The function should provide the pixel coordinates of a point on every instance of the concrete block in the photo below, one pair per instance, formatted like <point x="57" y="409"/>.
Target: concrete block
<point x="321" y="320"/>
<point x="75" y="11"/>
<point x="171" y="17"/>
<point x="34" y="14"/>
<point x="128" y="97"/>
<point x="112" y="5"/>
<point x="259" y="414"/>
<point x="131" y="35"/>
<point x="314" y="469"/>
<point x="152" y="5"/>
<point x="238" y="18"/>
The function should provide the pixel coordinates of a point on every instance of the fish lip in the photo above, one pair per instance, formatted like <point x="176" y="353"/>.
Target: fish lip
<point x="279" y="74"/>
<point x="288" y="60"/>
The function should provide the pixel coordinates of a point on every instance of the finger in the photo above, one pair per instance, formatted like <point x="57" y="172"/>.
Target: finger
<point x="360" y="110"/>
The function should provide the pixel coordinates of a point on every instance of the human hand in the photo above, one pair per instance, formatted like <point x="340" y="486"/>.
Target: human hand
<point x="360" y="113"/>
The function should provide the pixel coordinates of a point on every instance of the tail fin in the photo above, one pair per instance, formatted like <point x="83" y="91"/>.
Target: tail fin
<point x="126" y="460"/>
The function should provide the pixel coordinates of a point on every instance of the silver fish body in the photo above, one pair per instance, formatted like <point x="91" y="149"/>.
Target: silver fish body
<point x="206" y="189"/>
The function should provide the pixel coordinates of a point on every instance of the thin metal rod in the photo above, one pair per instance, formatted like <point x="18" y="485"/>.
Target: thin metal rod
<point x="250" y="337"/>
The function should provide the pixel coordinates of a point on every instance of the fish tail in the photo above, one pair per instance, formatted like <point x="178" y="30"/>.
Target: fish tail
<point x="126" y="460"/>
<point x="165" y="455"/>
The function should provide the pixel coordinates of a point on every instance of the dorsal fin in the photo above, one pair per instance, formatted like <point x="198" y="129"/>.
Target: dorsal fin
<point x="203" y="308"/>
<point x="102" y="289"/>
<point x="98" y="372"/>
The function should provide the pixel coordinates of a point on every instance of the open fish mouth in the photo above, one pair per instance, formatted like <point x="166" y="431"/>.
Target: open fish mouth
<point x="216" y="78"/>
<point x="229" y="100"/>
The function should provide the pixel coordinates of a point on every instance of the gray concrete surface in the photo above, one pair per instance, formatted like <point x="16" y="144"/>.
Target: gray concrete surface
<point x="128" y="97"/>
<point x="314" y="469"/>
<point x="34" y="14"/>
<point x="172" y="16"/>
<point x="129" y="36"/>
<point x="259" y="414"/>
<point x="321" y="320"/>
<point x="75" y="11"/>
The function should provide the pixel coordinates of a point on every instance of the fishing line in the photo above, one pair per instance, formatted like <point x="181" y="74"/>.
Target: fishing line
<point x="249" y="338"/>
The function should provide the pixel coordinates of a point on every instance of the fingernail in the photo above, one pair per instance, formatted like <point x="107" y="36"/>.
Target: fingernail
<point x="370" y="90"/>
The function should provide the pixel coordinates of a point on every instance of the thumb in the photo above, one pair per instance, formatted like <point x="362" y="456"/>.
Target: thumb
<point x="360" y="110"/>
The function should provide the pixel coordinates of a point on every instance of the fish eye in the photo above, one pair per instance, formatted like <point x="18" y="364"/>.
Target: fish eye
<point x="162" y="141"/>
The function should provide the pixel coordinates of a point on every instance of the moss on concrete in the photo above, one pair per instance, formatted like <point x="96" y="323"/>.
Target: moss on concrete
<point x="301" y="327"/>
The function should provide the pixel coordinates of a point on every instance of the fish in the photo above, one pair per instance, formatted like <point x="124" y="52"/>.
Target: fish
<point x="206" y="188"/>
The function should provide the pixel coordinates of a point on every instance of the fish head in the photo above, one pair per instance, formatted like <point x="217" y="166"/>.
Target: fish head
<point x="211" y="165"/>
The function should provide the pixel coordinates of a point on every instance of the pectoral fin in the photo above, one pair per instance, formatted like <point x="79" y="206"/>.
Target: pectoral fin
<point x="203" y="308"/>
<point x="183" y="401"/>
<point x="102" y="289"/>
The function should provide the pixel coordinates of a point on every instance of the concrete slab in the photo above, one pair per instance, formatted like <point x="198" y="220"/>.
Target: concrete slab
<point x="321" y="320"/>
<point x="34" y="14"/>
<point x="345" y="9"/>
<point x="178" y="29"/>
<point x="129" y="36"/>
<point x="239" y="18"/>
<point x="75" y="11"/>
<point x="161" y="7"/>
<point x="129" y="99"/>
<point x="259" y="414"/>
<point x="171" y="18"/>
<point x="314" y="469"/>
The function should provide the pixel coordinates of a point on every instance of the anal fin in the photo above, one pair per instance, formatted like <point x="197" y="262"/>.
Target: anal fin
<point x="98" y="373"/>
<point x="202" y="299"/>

•••••

Required work
Starting with the first record, copy everything through the final one exactly.

Output below
The function should provide the pixel coordinates of a point on every instance of the concrete block in the photo below, one pair per instance, formatted like <point x="57" y="409"/>.
Target: concrete block
<point x="321" y="320"/>
<point x="75" y="11"/>
<point x="171" y="17"/>
<point x="34" y="14"/>
<point x="128" y="97"/>
<point x="112" y="5"/>
<point x="259" y="414"/>
<point x="131" y="35"/>
<point x="314" y="469"/>
<point x="152" y="5"/>
<point x="238" y="18"/>
The function should provide the pixel coordinates of a point on every instance of the fish lip in the photo above, one pair per instance, formatted like <point x="176" y="353"/>.
Target: fish lip
<point x="279" y="74"/>
<point x="288" y="60"/>
The function should provide the pixel coordinates of a point on every instance of the finger in the photo above, one pair per instance, formatted like <point x="57" y="172"/>.
Target: finger
<point x="360" y="110"/>
The function should provide the pixel coordinates of a point on every instance of the human hand in the photo above, one pair per instance, formatted like <point x="340" y="486"/>.
Target: human hand
<point x="360" y="113"/>
The function should provide the pixel coordinates of a point on every instance of the tail fin in the photo above, one pair per instance, formatted like <point x="83" y="91"/>.
Target: tail fin
<point x="126" y="460"/>
The function should provide the pixel coordinates of a point on every instance of the silver fish body in the photo above, one pair per instance, formatted like <point x="91" y="149"/>.
Target: silver fish body
<point x="206" y="189"/>
The function should provide the pixel coordinates of a point on every instance of the thin metal rod in the photo above, one pair per instance, formatted like <point x="18" y="485"/>.
Target: thin metal rod
<point x="250" y="337"/>
The function should provide the pixel coordinates of a point on every instance of the fish tail in the photo above, one pair per instance, formatted like <point x="178" y="30"/>.
Target: fish tail
<point x="126" y="460"/>
<point x="165" y="455"/>
The function should provide the pixel coordinates of a point on every instance of the dorsal fin in the photo above, one pair per instance, formatted like <point x="198" y="129"/>.
Target: dorsal fin
<point x="203" y="308"/>
<point x="102" y="289"/>
<point x="98" y="372"/>
The function should provide the pixel coordinates of a point on every instance of the open fish mouth in the photo above, one pair per instance, formatted like <point x="166" y="431"/>.
Target: open fish mouth
<point x="216" y="78"/>
<point x="229" y="100"/>
The function should provide the pixel coordinates of a point on every instance of the gray concrete surface in the photo above, one pair per instance, formatted like <point x="16" y="144"/>.
Target: gray concrete surface
<point x="128" y="97"/>
<point x="314" y="469"/>
<point x="34" y="14"/>
<point x="172" y="16"/>
<point x="129" y="36"/>
<point x="259" y="414"/>
<point x="321" y="320"/>
<point x="75" y="11"/>
The function should provide the pixel coordinates of a point on every instance of the fishing line in the photo above, one pair per instance, formatted like <point x="181" y="74"/>.
Target: fishing line
<point x="249" y="338"/>
The function should provide the pixel coordinates of a point on every instance of the fingernail in the photo above, one pair per instance, formatted like <point x="107" y="36"/>.
Target: fingernail
<point x="370" y="90"/>
The function should provide the pixel coordinates of a point on every instance of the thumb in the photo above, one pair per instance, formatted like <point x="362" y="456"/>.
Target: thumb
<point x="360" y="110"/>
The function should provide the pixel coordinates of a point on every instance of the fish eye in the photo above, one pair per instance, formatted like <point x="18" y="364"/>.
Target: fish eye
<point x="162" y="141"/>
The function should provide the pixel coordinates of a point on every instance of the moss on concrete in the photo above, one pair per instance, formatted like <point x="96" y="323"/>.
Target: moss on concrete
<point x="301" y="327"/>
The function should provide the pixel coordinates of a point on every instance of the fish in the photo above, one pair per instance, formatted like <point x="124" y="52"/>.
Target: fish
<point x="206" y="188"/>
The function should provide the pixel coordinates of a point on every instance of the fish head in the photo above, one pair per instance, formatted like <point x="217" y="166"/>.
Target: fish head
<point x="211" y="165"/>
The function should provide the pixel coordinates of a point on every instance of the pectoral fin in the photo above, one pair per instance, formatted like <point x="79" y="206"/>.
Target: pectoral fin
<point x="203" y="308"/>
<point x="183" y="401"/>
<point x="102" y="289"/>
The function should provide the pixel coordinates of a point on every instance of the concrete slab in the photo above, one pair per instance, formatted like <point x="198" y="220"/>.
Target: concrete slab
<point x="321" y="320"/>
<point x="34" y="14"/>
<point x="345" y="9"/>
<point x="178" y="29"/>
<point x="129" y="36"/>
<point x="239" y="18"/>
<point x="75" y="11"/>
<point x="161" y="7"/>
<point x="129" y="99"/>
<point x="259" y="414"/>
<point x="171" y="18"/>
<point x="314" y="469"/>
The function should provide the pixel coordinates of a point on every instance of the anal fin in the photo above, one pair per instance, formatted like <point x="197" y="262"/>.
Target: anal fin
<point x="98" y="373"/>
<point x="202" y="299"/>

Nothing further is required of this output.